» **Description of the task**: Copy the lines below exactly, starting at the beginning of the entries and ending with the line that contains "M 0 38 L 0 185 L 45 239 L 82 239 L 28 96 Z", with both ends included. Leave the pictures out of your answer.

» **Segmentation dataset entries**:
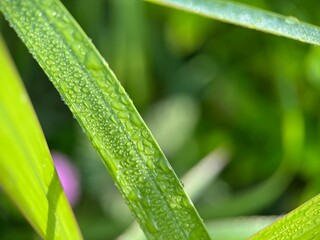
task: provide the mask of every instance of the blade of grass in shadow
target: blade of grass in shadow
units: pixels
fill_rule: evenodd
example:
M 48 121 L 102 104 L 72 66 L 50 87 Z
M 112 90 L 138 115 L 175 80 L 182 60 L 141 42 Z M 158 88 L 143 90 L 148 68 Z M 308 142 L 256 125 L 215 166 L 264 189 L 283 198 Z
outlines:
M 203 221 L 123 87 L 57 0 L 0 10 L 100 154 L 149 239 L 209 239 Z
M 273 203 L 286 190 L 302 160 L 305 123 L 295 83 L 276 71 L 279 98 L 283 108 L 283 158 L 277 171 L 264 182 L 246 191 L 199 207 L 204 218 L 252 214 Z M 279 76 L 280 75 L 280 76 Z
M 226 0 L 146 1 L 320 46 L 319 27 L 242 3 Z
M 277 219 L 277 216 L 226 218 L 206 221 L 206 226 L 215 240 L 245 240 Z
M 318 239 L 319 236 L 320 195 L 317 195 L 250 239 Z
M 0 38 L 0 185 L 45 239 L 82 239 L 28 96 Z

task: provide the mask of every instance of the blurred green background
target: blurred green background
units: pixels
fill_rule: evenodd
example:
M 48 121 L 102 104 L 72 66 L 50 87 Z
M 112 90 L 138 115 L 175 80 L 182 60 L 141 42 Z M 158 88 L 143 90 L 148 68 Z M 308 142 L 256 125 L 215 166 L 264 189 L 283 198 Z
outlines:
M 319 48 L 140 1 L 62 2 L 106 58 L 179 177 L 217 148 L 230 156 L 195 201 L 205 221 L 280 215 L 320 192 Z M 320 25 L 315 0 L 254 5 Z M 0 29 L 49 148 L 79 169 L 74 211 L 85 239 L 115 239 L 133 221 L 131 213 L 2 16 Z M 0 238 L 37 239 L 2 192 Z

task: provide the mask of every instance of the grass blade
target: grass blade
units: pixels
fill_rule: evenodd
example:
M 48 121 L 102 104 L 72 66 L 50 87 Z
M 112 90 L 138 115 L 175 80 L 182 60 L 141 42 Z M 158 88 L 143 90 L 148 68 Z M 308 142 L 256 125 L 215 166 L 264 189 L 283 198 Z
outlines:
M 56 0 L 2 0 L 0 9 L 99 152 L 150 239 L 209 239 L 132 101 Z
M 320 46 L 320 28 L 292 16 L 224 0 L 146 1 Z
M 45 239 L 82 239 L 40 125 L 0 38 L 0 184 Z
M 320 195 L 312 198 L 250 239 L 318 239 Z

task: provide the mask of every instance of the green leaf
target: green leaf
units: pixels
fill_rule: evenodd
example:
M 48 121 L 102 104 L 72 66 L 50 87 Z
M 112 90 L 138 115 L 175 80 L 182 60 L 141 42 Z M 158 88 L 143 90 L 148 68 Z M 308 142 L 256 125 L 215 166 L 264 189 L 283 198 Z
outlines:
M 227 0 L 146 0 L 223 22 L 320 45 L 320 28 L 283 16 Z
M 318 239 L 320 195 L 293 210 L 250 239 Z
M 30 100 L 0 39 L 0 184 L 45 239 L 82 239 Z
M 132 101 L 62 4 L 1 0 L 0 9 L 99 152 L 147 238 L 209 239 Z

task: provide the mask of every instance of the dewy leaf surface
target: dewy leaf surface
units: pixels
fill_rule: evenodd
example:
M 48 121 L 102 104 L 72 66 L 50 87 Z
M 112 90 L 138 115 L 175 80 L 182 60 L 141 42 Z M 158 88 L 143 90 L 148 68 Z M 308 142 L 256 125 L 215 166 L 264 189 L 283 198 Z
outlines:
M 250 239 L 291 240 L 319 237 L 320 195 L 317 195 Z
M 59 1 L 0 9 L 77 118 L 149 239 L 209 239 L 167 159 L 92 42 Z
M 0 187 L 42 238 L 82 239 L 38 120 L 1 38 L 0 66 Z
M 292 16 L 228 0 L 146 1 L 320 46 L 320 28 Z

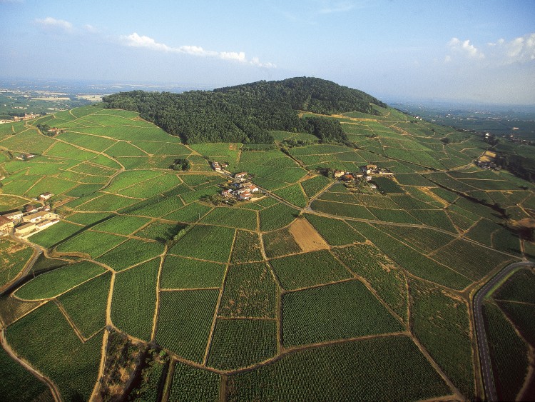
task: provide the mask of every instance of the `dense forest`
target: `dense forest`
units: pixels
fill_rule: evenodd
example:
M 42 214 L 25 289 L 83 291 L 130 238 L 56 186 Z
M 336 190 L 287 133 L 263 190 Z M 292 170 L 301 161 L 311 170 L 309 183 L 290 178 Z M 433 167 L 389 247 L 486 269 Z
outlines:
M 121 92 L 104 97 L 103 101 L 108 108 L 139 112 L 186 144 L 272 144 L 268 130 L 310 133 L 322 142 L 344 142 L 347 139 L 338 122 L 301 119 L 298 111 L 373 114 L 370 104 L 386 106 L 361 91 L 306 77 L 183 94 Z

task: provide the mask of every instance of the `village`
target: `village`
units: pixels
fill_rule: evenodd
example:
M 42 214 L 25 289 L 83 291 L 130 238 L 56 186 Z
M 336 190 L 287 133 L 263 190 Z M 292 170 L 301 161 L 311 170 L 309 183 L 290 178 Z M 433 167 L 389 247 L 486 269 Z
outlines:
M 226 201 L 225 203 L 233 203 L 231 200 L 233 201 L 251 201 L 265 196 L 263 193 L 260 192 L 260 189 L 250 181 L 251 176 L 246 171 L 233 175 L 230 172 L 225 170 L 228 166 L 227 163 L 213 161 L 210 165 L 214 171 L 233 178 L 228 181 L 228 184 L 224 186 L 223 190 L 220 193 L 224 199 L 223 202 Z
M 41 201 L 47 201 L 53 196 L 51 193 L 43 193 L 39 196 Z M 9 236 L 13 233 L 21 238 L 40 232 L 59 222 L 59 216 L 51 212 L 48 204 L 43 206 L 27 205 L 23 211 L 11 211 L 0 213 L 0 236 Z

» **Finished task**:
task: provide the mask of every instance of the blade of grass in shadow
target: blade of grass in shadow
units: pixels
fill_rule: evenodd
example:
M 48 121 L 102 104 L 72 66 L 50 87 Z
M 112 90 L 138 115 L 175 80 L 182 60 L 141 42 Z M 158 88 L 143 90 L 148 68 Z M 308 142 L 256 125 L 215 166 L 264 189 L 283 198 Z
outlines:
M 203 221 L 123 87 L 57 0 L 0 10 L 100 154 L 149 239 L 209 239 Z
M 273 203 L 286 190 L 302 160 L 305 123 L 295 83 L 276 71 L 279 98 L 283 108 L 283 158 L 277 171 L 264 182 L 246 191 L 199 207 L 204 218 L 252 214 Z M 279 76 L 280 75 L 280 76 Z
M 226 0 L 146 1 L 320 46 L 319 27 L 242 3 Z
M 277 219 L 277 216 L 226 218 L 206 221 L 206 226 L 215 240 L 245 240 Z
M 318 239 L 319 236 L 320 195 L 317 195 L 250 239 Z
M 0 38 L 0 185 L 45 239 L 82 239 L 28 96 Z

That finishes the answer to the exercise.